### Dokumen Sumber

Setelah berpakaian lengkap dan memasukkan perlengkapan wawancara ke dalam tas, saya keluar kamar. Kamar beliau tepat di depan kamar saya, tapi tidak ada tanda-tanda kehidupan. Apakah mereka sudah keluar, entah jalan-jalan atau di ruang acara? Atau masih di dalam kamar?

Saya tak berani mengetuk pintu. Takut mengganggu. Saya naik ke lantai 8, ke ruang acara. Kosong. Turun ke lobi, kalau-kalau beliau hendak berangkat atau sudah pulang dari jalan-jalan. Rasanya tak mungkin kalau baru berangkat jam segini, karena acara dimulai jam 8.

Kepalang basah ada di lobi, saya pun memilih ke resto dan sarapan. Di sana, tak ada tanda-tanda Bu Imun juga, walaupun saya satu meja dengan Bu Rianna Wati dan sempat berpapasan dengan Bunda Sinta.

Sudah lebih dari jam 8 ketika saya memasuki ruang acara. Beliau sudah ada di sana. Saya segan "menagih janji" wawancara itu, karena beliau tampaknya sibuk dengan laptopnya. Saya pun terlibat diskusi seru di teras depan ruangan dengan beberapa anggota FLP Yogya yang datang.

Satu ketika, Bu Imun keluar bersama beberapa anggota DP yang sekamar dengan beliau. Mereka memberi isyarat hendak ke kamar. Aku yang panik bertanya kepada teman panitia begitu ibu-ibu itu masuk lift, "Mereka udah mau pulang?"

Waktu masih sangat jauh dari pukul 12. 

"Ke kamar aja, mungkin mau istirahat," jawab teman di sebelah saya.

Saya manggut-manggut. Kegelisahan masih belum hilang. Bagaimana kalau beliau langsung pulang tanpa saya sempat wawancara?

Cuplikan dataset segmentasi
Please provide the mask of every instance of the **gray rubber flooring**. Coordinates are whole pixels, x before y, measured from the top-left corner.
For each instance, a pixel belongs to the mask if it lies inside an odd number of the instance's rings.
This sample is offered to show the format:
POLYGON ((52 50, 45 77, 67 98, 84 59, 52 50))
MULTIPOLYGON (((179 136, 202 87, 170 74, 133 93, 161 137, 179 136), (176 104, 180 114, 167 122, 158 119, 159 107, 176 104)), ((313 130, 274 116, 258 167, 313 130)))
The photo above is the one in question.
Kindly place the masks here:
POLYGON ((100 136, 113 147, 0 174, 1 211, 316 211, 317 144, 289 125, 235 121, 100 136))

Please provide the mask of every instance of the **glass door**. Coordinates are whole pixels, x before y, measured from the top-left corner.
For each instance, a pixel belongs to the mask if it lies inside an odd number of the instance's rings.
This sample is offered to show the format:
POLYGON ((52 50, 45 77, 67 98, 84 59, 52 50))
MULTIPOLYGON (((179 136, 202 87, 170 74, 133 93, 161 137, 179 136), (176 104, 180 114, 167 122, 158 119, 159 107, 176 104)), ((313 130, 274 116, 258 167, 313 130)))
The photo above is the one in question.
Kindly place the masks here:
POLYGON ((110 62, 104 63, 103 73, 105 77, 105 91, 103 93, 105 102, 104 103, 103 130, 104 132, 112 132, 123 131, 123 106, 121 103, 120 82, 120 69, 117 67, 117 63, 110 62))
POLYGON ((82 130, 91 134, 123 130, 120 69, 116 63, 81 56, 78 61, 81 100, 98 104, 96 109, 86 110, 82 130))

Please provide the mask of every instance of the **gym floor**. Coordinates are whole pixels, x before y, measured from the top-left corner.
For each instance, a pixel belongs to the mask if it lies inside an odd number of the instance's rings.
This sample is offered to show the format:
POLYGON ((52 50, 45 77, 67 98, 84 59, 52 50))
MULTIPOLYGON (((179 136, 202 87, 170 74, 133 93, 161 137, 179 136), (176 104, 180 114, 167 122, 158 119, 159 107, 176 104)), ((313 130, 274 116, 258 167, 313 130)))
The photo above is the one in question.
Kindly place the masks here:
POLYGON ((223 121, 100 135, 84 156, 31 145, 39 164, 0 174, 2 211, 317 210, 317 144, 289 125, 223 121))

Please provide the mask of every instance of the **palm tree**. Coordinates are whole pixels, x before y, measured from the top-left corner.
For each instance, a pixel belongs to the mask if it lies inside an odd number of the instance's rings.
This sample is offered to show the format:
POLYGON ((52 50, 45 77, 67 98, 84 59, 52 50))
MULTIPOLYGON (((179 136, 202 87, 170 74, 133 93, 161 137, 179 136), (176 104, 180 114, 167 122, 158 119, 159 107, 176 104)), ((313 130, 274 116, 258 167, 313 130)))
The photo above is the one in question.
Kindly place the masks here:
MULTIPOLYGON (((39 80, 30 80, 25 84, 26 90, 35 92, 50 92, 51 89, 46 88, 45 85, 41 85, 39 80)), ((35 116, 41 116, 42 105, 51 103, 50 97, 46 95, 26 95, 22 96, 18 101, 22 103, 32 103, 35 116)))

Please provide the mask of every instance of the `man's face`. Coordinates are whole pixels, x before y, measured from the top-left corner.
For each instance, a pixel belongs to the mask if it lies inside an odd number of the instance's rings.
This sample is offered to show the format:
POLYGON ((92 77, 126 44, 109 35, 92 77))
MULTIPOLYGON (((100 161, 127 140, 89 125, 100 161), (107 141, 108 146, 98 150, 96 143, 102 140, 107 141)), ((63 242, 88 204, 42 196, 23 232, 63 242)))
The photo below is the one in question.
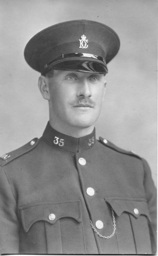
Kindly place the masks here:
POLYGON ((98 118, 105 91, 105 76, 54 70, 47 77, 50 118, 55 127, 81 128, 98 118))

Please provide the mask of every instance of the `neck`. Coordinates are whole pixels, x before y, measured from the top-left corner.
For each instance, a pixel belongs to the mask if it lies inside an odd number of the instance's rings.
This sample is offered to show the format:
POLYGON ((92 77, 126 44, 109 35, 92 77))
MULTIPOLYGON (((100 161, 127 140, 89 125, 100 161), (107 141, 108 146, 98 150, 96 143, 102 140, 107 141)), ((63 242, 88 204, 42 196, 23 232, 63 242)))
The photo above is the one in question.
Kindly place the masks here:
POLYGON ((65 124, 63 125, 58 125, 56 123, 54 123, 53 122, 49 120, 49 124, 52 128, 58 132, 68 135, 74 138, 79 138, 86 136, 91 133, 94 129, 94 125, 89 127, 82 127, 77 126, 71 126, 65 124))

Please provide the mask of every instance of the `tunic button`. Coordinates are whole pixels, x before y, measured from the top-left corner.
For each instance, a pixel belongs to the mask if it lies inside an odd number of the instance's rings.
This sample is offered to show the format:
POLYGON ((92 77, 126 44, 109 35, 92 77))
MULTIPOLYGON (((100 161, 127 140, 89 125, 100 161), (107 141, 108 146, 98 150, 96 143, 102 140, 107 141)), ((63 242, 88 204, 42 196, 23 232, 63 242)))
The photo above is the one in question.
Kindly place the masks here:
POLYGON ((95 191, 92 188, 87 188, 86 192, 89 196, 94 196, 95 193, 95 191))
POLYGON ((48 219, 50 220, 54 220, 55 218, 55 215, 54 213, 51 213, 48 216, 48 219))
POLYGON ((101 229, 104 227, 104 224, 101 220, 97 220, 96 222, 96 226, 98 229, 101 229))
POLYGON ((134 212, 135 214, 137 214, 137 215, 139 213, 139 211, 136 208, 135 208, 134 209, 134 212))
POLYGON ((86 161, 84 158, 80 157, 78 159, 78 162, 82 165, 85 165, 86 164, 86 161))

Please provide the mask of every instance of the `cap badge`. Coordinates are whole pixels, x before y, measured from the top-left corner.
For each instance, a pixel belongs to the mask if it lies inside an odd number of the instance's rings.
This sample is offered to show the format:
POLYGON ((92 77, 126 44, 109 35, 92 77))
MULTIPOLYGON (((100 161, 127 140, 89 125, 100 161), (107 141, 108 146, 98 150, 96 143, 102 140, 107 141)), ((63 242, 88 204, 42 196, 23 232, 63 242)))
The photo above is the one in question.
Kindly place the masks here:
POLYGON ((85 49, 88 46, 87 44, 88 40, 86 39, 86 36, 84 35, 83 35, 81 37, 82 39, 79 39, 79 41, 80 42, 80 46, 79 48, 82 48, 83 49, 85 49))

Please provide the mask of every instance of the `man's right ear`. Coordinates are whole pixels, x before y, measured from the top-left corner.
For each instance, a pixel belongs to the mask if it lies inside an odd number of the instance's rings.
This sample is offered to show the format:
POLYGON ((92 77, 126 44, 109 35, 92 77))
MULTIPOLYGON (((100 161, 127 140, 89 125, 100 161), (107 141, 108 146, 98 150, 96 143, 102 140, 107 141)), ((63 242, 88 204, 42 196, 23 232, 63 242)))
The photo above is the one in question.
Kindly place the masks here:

### Tugas Tertulis 1
Menurut dokumen sumber, pukul berapa acara dimulai?
### Tugas Tertulis 2
Bagaimana terjemahan kalimat dokumen sumber "Saya naik ke lantai 8, ke ruang acara." dalam bahasa Inggris?
### Tugas Tertulis 3
Apakah setiap pernyataan ini sesuai dengan dokumen sumber? (a) Pencerita duduk semeja dengan Bu Rianna Wati saat sarapan. (b) Pencerita mengetuk pintu kamar Bu Imun. (c) Ruang acara berada di lantai 8.
Baris-baris dalam dataset tidak berperan apa pun di sini.

### Jawaban Benar 1
Acara dimulai pukul 8.

### Jawaban Benar 2
I went up to the 8th floor, to the event room.

### Jawaban Benar 3
(a) Ya: "saya satu meja dengan Bu Rianna Wati"
(b) Tidak: "Saya tak berani mengetuk pintu."
(c) Ya: "Saya naik ke lantai 8, ke ruang acara."